§ **IL PROBLEMA**
Scrivi il seguito del testo sulla configurazione del TCP wrapper, partendo subito dopo la sua ultima frase.

§ **TESTO DATO**
■ ■ ■
La configurazione del TCP wrapper avviene esclusivamente attraverso i file /etc/hosts.allow
e /etc/hosts.deny
, all'interno dei quali si possono utilizzare direttive più complesse di quelle già viste in precedenza. In ogni caso, è bene ribadire che lo scopo di questi file è quello di trovare una corrispondenza con l'utente e il nodo che tenta di accedere a uno dei servizi messi sotto il controllo del supervisore dei servizi di rete e di altri servizi che incorporano il TCP wrapper attraverso delle librerie. La verifica inizia dal file /etc/hosts.allow
e continua con /etc/hosts.deny
, fermandosi alla prima corrispondenza corretta. Se la corrispondenza avviene con una direttiva del file /etc/hosts.allow
, l'accesso è consentito; se la corrispondenza avviene con una direttiva di /etc/hosts.deny
, l'accesso è impedito; se non avviene alcuna corrispondenza l'accesso è consentito.
In generale, le connessioni RPC non si riescono a controllare facilmente con il TCP wrapper. In particolare, i servizi annotati come RPC-TCP nel file di configurazione del supervisore dei servizi di rete non sono gestibili attraverso il programma tcpd.
Alcuni demoni UDP e RPC rimangono attivi al termine del loro lavoro, in attesa di un'ulteriore richiesta eventuale. Questi servizi sono registrati nel file /etc/inetd.conf
con l'opzione wait e così si possono riconoscere facilmente. Come si può intuire, solo la richiesta che li avvia può essere controllata da tcpd.
Alcuni dettagli di funzionamento di tcpd sono definiti in fase di compilazione dei sorgenti. Si tratta in particolare dell'opzione di compilazione -DPARANOID, con la quale è come se fosse sempre attivo il jolly PARANOID nei file /etc/hosts.allow
e /etc/hosts.deny
. Di solito, i pacchetti già compilati del TCP wrapper sono stati ottenuti senza questa opzione, in modo da lasciare la libertà di configurarlo come si vuole.
■ ■ ■
§ **DATI DISPONIBILI**
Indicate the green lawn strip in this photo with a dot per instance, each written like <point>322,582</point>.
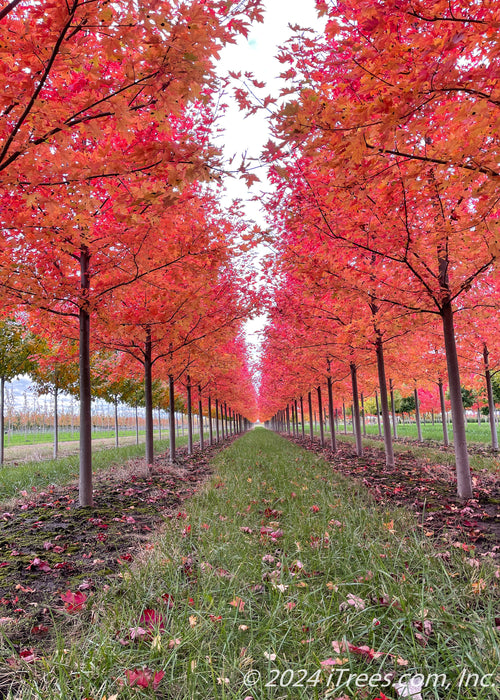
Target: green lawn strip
<point>38,475</point>
<point>330,570</point>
■ ■ ■
§ **RISPOSTA AL COMPITO**
Un altro elemento che può essere definito con la compilazione è il tipo di direttive che si possono accettare nei file /etc/hosts.allow
e /etc/hosts.deny
. Le due sintassi possibili sono descritte in due documenti separati: hosts_access(5) e hosts_options(5).
In questa sezione viene mostrata in particolare la sintassi dei file /etc/hosts.allow
e /etc/hosts.deny
, quando nella fase di compilazione di tcpd non è stata abilitata l'estensione PROCESS_OPTIONS; in pratica quella più limitata. Negli esempi si mostreranno anche le corrispondenze con il secondo tipo di formato, che può essere approfondito leggendo hosts_options(5).
elenco_di_demoni : elenco_di_clienti [ : comando_di_shell ]
La sintassi mostrata, che si riferisce al tipo più semplice di formato delle direttive di questi file, potrebbe essere trasformata in quello più complesso nel modo seguente:
elenco_di_demoni : elenco_di_clienti [ : spawn comando_di_shell ]
Quando non si sa quale sia il formato giusto per il proprio tcpd, basta provare prima quello più semplice. Se non va bene si vede subito la segnalazione di errore nel registro del sistema. |
I primi due elementi, l'elenco di demoni e l'elenco di clienti, sono già stati descritti nel capitolo 135. Vale forse la pena di ricordare che questi «elenchi» sono semplicemente nomi o modelli separati da spazi orizzontali, cosa che spiega la necessità di separare i vari campi delle direttive attraverso i due punti verticali.
Ciò che appare a partire dal terzo campo di queste direttive (nel caso mostrato si tratta di un comando di shell, ma con la sintassi più complessa si parla piuttosto di opzioni), può contenere delle variabili, rappresentate da un simbolo di percentuale (%) seguito da una lettera, che vengono espanse da tcpd ogni volta che viene verificata la corrispondenza con quella direttiva determinata che le contiene (tabella 186.1).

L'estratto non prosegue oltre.